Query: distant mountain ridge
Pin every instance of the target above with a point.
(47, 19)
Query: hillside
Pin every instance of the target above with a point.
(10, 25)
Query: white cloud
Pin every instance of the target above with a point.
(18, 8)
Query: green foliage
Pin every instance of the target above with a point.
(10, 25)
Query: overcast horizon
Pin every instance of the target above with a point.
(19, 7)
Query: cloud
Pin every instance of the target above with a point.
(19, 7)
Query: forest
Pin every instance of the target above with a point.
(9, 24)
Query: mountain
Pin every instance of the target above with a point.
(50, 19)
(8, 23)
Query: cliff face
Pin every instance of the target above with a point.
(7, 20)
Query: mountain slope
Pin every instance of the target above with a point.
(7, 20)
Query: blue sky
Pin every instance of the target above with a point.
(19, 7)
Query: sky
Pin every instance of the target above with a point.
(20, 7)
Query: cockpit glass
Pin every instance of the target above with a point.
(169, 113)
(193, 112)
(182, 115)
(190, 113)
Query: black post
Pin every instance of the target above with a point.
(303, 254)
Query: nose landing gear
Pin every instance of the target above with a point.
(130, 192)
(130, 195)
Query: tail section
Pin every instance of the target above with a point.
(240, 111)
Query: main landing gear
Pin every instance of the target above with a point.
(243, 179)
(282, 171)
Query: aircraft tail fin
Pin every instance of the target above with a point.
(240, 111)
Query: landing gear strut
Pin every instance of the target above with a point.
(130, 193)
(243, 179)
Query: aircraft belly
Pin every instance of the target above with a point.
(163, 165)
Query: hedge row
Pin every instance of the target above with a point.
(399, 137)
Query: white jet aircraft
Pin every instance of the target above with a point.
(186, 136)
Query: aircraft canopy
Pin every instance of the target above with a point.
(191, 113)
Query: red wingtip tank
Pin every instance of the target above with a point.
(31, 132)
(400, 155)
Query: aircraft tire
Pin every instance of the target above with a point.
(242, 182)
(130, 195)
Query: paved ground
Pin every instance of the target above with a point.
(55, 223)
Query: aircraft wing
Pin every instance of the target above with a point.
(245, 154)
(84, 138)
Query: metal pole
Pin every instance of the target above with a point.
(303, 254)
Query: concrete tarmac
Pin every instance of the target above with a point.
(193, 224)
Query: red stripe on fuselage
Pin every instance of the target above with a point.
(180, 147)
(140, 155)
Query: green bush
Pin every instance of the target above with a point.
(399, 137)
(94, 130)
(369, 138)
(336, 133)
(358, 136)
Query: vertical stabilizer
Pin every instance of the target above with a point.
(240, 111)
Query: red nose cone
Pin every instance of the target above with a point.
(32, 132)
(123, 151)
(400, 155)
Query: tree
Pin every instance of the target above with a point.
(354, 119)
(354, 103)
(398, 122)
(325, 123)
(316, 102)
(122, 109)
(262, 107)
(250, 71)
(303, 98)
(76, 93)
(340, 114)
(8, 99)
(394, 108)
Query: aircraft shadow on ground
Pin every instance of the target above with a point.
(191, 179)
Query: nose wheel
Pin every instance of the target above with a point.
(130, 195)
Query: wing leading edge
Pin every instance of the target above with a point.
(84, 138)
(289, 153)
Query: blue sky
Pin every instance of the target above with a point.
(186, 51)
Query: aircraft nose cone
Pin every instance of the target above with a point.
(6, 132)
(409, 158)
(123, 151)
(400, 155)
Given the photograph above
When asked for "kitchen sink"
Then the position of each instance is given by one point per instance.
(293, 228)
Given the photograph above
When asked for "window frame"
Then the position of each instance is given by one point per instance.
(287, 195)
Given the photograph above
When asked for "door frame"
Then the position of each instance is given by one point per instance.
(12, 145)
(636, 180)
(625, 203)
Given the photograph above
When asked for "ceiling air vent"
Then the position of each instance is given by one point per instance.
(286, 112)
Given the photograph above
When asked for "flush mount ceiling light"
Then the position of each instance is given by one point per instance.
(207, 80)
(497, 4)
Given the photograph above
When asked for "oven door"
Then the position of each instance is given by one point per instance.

....

Reproduce only the lines between the line containing "Query: nose wheel" and the last line of the records, those two lines included, exactly.

Query: nose wheel
Pin every instance of the target above with a point.
(130, 195)
Query: wing leading edge
Pin every instance of the target above with a point.
(84, 138)
(289, 153)
Query: blue sky
Pin every instance of the target above with a point.
(186, 51)
Query: aircraft nose cone
Pin every instance of the target above with a point.
(6, 132)
(409, 158)
(123, 151)
(400, 155)
Given the photograph above
When asked for "kitchen sink"
Then the position of each instance is given by one point per instance.
(293, 228)
Given the photograph above
When asked for "window frame"
Then the position of each instance is given by one point per instance.
(287, 195)
Given the photograph above
When asked for "door frame"
Then the position of each instance is given by one point per instance.
(12, 145)
(636, 180)
(625, 203)
Given the photograph above
When asked for "ceiling air vent"
Then the position of each instance is given by one point per instance.
(286, 112)
Given the photograph above
When asked for "flush mount ceiling light"
Then the position of each instance is given by one point per instance.
(207, 80)
(497, 4)
Given the photograph above
When asked for "oven door"
Then the position of each instance is given by one point per instance.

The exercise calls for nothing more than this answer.